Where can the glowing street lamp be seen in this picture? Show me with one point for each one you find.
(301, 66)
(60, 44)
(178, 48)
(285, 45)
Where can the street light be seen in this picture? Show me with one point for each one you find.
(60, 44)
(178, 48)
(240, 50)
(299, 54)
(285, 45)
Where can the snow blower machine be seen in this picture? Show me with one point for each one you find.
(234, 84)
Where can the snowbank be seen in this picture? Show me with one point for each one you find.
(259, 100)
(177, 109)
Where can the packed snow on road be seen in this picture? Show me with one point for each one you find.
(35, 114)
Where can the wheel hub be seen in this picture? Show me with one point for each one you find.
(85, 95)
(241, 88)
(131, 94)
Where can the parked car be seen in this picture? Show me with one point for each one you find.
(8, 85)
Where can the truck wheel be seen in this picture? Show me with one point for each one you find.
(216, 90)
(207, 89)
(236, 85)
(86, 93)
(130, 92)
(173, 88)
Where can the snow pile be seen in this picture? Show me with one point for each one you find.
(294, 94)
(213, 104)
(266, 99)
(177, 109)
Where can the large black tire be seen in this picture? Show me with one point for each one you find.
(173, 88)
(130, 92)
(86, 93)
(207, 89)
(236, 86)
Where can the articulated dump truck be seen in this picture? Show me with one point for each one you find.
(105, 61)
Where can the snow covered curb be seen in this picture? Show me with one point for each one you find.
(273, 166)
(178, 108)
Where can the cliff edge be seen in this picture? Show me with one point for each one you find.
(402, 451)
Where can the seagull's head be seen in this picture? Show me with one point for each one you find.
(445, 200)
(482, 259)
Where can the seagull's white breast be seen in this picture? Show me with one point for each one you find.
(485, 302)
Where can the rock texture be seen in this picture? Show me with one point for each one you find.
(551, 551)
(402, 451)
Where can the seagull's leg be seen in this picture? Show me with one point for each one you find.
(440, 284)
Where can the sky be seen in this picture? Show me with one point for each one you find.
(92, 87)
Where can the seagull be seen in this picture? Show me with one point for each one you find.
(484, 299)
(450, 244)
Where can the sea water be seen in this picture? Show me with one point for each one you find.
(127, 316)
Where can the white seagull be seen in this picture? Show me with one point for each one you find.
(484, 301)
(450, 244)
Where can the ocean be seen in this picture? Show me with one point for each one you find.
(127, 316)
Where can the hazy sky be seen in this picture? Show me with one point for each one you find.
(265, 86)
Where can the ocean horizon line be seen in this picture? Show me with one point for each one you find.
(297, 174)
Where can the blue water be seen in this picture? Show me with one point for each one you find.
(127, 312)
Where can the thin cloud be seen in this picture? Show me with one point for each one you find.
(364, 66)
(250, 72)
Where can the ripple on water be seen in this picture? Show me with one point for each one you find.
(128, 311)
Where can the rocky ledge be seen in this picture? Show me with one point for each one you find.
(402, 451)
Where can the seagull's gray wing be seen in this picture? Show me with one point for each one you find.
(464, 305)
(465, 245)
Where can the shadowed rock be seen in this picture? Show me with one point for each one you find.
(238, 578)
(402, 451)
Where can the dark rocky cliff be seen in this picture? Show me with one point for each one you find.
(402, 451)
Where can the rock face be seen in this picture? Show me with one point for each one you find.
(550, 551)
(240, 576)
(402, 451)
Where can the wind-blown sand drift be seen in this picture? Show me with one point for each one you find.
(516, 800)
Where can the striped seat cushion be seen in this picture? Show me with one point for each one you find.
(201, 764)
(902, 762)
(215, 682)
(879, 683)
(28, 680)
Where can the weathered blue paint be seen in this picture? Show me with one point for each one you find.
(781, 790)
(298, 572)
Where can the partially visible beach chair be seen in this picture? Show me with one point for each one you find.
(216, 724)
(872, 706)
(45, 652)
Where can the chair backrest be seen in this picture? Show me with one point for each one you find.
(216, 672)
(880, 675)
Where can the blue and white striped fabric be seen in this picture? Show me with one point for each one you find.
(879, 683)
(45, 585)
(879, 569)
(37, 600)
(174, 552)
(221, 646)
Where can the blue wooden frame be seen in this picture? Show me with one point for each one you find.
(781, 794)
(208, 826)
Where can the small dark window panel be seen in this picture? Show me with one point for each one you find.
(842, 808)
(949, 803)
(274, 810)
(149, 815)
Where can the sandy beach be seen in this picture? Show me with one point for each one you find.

::::::::::

Can you copy out every entry above word for word, with no changes?

=== COMPLETED TASK ===
Where can the glowing street lamp be seen in this picture? Show me with one point for each one you find.
(301, 66)
(60, 44)
(178, 48)
(285, 45)
Where can the street light be seen in this picture? Show me with one point for each one you find.
(60, 44)
(178, 48)
(240, 50)
(299, 54)
(285, 45)
Where can the snow blower machine be seen in this picture? Show me with one point for each one you find.
(234, 84)
Where can the snowbank be seen in this picture? Show me with one point for each one you find.
(259, 100)
(177, 109)
Where can the packed snow on road be seen in this picture? Show me with one point for each one you find.
(35, 114)
Where can the wheel hub be seen in this picture? Show me with one point for each one you find.
(85, 95)
(241, 88)
(131, 94)
Where can the parked car be seen in this picture? Show me with one point for each one you find.
(8, 85)
Where can the truck wheel be seen in this picture? Show me with one point for each one you find.
(216, 90)
(207, 89)
(236, 85)
(86, 93)
(130, 92)
(173, 88)
Where can the snow pile be seen in this picture? Show me with one point for each one you find.
(294, 94)
(213, 104)
(266, 99)
(177, 109)
Where can the large black tire be seen in this picture? Show me with one point for each one you find.
(173, 88)
(130, 92)
(86, 93)
(207, 89)
(236, 86)
Where can the articulated dump truck be seen in this picture? Show me with one point for each one you find.
(105, 61)
Where can the snow covered curb be seen in this picture? Show me with one point for each one you find.
(273, 166)
(178, 108)
Where can the cliff edge be seen in this picture? Show me with one point for each one you find.
(402, 451)
Where can the seagull's head be seen in this picture? Show me with one point for each one you find.
(445, 200)
(482, 259)
Where can the seagull's white breast be seen in this picture? Show me with one point for each one you find.
(485, 302)
Where can the rock texture be seen in this picture? Show me with one point for each one you find.
(551, 551)
(402, 451)
Where can the seagull's leg be seen in this picture? Show me with one point for each one you find.
(440, 284)
Where can the sky be seen in this picture? Show me with one point for each one you find.
(92, 87)
Where can the seagull be seen in this picture? Show me with one point for each one you find.
(484, 299)
(450, 244)
Where can the sea water be seen in this picture? Show me with one point for each one you find.
(127, 316)
Where can the white seagull be seen in this picture? Show me with one point for each one you find.
(484, 301)
(450, 244)
Where can the ocean be seen in this picture? Show me with one point for each one you find.
(127, 316)
Where can the hazy sky be seen in this picture? Show me with one point for each one you find.
(265, 86)
Where can the ocean horizon line be seen in this picture? Show me with one point for each one you find.
(297, 174)
Where can the blue water be seen in this picture? Show me with one point for each one you find.
(127, 312)
Where can the thin cloud be seen in this picture? Show me with one point for each one you find.
(364, 66)
(250, 72)
Where can the ripple on water be seen in this picture? Show me with one point for each one you find.
(128, 311)
Where can the rocky ledge be seen in this picture? Show me with one point for each one you find.
(402, 451)
Where can the seagull's gray wing be seen in this picture? Show me with one point for each one you find.
(464, 305)
(465, 245)
Where can the shadowed rock be seen in this picture? Show me with one point for each one you find.
(238, 578)
(402, 451)
Where can the dark rocky cliff be seen in this picture? Show me with one point for each one you find.
(402, 451)
Where can the rock face be seen in this picture? Show me with one point for each one you find.
(550, 551)
(240, 576)
(402, 451)
Where can the wind-blown sand drift be seen in this picture? Show me with one point for each one you find.
(516, 800)
Where can the striped seat cushion be seen in this picture? Show me with one point for each one you find.
(201, 764)
(902, 762)
(215, 682)
(879, 683)
(28, 680)
Where can the weathered blue paint be seen in this picture? Show me with one point for each one you find.
(781, 790)
(298, 572)
Where can the partially visible beach chair be seen in this picture? Show me with one point for each one you find.
(216, 724)
(872, 706)
(45, 652)
Where can the chair backrest be seen in this picture? Show me with one point for each one you find.
(216, 672)
(880, 675)
Where can the blue and white striped fabric be seen in this picture? Show me with one point for each one you find.
(879, 683)
(45, 585)
(879, 569)
(37, 600)
(174, 552)
(221, 646)
Where can the blue wooden frame be seen in this picture? Show me with one point for each one you find.
(781, 794)
(208, 826)
Where can the small dark window panel be seen in this picture? Show me with one point for each one you find.
(842, 808)
(949, 803)
(274, 810)
(149, 815)
Where can the sandy beach be seen in this picture? Show me with one point for each one you find.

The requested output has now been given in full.